**QUESTIONS TO ANSWER**.
- A) In the commentary on divided Korean families, what position does Yi Gi-beom hold?
- B) Resume the commentary on divided Korean families, picking up right after its final sentence.

**READING PASSAGE**.
────────────────────
Yet Moon and his camp know that the plight of divided families tugs at the hearts of Americans like no other Korean issue — as well it should, considering our country’s role in dividing the peninsula. The hope of many here is that by projecting great impatience for family reunions, and talking up a need for related outlays and projects, Uncle Sam can be pressured into relaxing restrictions that now prevent bigger forms of inter-Korean cooperation. A relevant quote from Yi Gi-beom, the chairman of a North-sympathetic NGO, in the Hankyoreh:
If people are to go back and forth between North and South … [there] have to be medical facilities to deal with COVID, with emergency situations. There has to be the possibility of rail and highway travel between North and South. If one proceeds from the problem of family reunions, at a time when North-South travel has come to a complete halt, can’t it become an opportunity to expand things to inter-Korean relations as a whole? Because the issue of family reunions brings with it a moral justification for the Biden government, which emphasizes humanitarianism and human rights, it can receive a magnificent appraisal as a first step of his North Korea policy.”
────────────────────
**DATA EXTRACTS**.
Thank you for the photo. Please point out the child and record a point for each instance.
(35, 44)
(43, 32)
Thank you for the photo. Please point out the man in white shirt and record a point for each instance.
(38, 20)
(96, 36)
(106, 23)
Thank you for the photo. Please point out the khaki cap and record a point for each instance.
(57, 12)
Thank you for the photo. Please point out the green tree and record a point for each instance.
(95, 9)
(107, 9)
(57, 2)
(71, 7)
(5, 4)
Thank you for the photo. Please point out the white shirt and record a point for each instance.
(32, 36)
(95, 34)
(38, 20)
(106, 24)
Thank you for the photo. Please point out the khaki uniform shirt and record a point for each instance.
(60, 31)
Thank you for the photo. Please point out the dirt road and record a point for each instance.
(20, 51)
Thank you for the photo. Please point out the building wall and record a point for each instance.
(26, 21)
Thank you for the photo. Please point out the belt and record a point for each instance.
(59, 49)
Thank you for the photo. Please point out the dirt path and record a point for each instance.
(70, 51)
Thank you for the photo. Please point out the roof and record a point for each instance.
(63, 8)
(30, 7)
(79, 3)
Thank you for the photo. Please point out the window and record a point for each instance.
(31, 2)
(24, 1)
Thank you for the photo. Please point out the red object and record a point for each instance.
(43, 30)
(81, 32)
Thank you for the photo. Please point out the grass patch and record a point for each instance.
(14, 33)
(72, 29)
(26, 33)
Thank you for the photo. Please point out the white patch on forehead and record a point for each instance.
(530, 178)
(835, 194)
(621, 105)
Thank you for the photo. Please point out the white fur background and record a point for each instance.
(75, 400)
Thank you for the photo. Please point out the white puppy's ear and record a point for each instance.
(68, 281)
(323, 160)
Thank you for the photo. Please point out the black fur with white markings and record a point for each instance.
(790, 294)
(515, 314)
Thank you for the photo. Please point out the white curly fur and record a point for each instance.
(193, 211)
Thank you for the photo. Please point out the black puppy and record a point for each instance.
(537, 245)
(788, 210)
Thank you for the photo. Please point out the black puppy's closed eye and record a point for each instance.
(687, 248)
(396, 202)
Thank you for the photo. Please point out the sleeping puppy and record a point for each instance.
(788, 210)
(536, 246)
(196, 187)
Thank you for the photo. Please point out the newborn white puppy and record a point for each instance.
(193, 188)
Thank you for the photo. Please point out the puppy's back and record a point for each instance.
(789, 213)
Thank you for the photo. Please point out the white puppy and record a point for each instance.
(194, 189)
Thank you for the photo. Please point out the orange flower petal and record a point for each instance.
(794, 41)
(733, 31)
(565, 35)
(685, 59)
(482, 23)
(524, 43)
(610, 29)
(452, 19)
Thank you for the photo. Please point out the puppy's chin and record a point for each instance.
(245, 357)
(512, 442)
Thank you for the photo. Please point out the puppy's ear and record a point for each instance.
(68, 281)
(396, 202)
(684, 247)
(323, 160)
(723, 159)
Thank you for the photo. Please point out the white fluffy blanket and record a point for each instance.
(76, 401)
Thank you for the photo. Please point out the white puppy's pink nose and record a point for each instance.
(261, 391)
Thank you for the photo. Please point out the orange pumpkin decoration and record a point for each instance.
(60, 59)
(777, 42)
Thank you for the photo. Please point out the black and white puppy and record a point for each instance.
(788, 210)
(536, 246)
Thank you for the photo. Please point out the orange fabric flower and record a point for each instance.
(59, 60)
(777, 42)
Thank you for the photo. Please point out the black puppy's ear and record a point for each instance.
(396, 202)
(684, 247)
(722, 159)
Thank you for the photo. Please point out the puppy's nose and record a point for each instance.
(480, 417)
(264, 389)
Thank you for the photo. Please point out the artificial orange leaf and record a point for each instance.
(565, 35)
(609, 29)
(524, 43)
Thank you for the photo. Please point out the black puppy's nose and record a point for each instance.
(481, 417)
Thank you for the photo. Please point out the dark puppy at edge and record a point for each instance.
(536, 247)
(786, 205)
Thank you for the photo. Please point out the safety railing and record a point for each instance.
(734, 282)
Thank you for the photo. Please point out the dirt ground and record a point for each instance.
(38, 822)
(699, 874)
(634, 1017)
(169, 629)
────────────────────
**SOLVED TASKS**.
- A) He is the chairman of a North-sympathetic NGO.

- B)
In the NK News article excerpted further above the American writer implicitly attributes to Moon a fear of “all-out confrontation at any time.” Yes, but between which states? It was traditionally the rightists who warned against the threat of another civil war, and the nationalist left which — refusing for decades to acknowledge who started the first one — dismissed all such talk as scaremongering. Moon, it will be remembered, was among those who refused to accept even the North’s responsibility for the Cheonan sinking in 2010.
He had to change that particular tune to get elected, but there’s no reason to believe he now perceives a real and present threat to the South. His almost comically serene declaration in 2017 that no military action can take place on the peninsula without his consent shows that the prospect of North Korean aggression is outside his field of vision; it’s an American strike on the North that he and his camp are determined to prevent. As I’ve written here already, Moon’s brain trust makes plain that a central goal of the envisioned “peace system” (the official euphemism for confederation and economic union) is to guarantee the North’s security from American attack — before it gives up its nuclear weapons.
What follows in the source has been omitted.